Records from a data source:
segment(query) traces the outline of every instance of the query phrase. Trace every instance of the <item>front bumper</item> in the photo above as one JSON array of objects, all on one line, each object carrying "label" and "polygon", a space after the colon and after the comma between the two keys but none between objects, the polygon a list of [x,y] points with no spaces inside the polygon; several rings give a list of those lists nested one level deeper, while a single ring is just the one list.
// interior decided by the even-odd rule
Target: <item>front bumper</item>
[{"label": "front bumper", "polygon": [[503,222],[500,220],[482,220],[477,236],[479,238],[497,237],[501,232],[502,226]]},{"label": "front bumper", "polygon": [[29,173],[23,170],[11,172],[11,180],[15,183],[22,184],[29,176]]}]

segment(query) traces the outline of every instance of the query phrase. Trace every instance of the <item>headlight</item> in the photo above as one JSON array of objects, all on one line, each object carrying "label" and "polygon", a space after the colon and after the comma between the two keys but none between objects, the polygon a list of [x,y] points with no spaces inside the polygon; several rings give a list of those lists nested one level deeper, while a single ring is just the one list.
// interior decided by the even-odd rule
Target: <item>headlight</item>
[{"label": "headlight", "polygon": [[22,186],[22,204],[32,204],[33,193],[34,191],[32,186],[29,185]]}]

Given instruction: Rewrite every line of the listing above, putting "search phrase" wherever "query phrase" appears and leaving everything else untouched.

Output for this exercise:
segment(query) traces the outline of every instance of the search phrase. Trace every instance of the <item>front bumper</item> in the photo above as one JSON array of objects, all on one line, each object carrying "label" and "polygon", a space after the colon and after the comma between the two keys but none between objects, the polygon a list of [x,y] points with no spaces inside the polygon; several rings give a list of those lists nested one level deeper, while a single ring is just the one list.
// interior decided by the even-odd rule
Target: <item>front bumper</item>
[{"label": "front bumper", "polygon": [[503,222],[500,220],[482,220],[477,236],[479,238],[497,237],[501,232],[502,226]]},{"label": "front bumper", "polygon": [[29,173],[23,170],[11,172],[11,180],[15,183],[22,184],[29,176]]}]

segment(query) traces the outline of every instance of the search phrase. Trace every instance of the <item>headlight</item> in the photo above as one JSON array of objects, all on one line, each object carrying "label" and "polygon", a space after the colon and after the comma between the two keys but none between objects, the polygon a list of [x,y] points with no spaces inside the polygon; several rings give a list of those lists nested one level deeper, while a single ring is just the one list.
// interior decided by the even-odd rule
Target: <item>headlight</item>
[{"label": "headlight", "polygon": [[22,186],[22,204],[32,204],[33,193],[34,191],[32,186],[29,185]]}]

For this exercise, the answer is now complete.